%%

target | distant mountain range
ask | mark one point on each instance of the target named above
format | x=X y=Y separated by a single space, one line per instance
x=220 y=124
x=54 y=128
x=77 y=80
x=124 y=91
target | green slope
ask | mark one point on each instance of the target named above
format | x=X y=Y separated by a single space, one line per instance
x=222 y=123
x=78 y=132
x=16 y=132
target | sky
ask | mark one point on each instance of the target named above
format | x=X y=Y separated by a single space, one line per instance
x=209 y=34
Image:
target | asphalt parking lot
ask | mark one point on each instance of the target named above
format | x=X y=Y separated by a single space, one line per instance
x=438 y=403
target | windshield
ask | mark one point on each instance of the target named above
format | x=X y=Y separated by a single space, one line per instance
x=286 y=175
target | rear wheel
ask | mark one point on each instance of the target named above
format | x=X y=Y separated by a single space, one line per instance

%%

> **Given task**: Repeat word for word the stretch of lines from the start through the line containing "x=438 y=403", including both ends.

> **Reply to the task**:
target | distant mountain range
ask | mark one point on each instance of the target named above
format | x=X y=Y separated by a single space, one line per instance
x=220 y=124
x=54 y=128
x=77 y=80
x=124 y=91
target | green slope
ask | mark one point on each instance of the target named above
format | x=X y=Y separated by a single space, one line per instance
x=222 y=123
x=78 y=132
x=16 y=132
target | sky
ask | mark one point on each instance of the target named above
format | x=X y=Y separated by a single space, one line per instance
x=209 y=34
Image:
target | asphalt parking lot
ask | mark one point on each instance of the target named above
format | x=X y=Y separated by a single space, one line per instance
x=438 y=403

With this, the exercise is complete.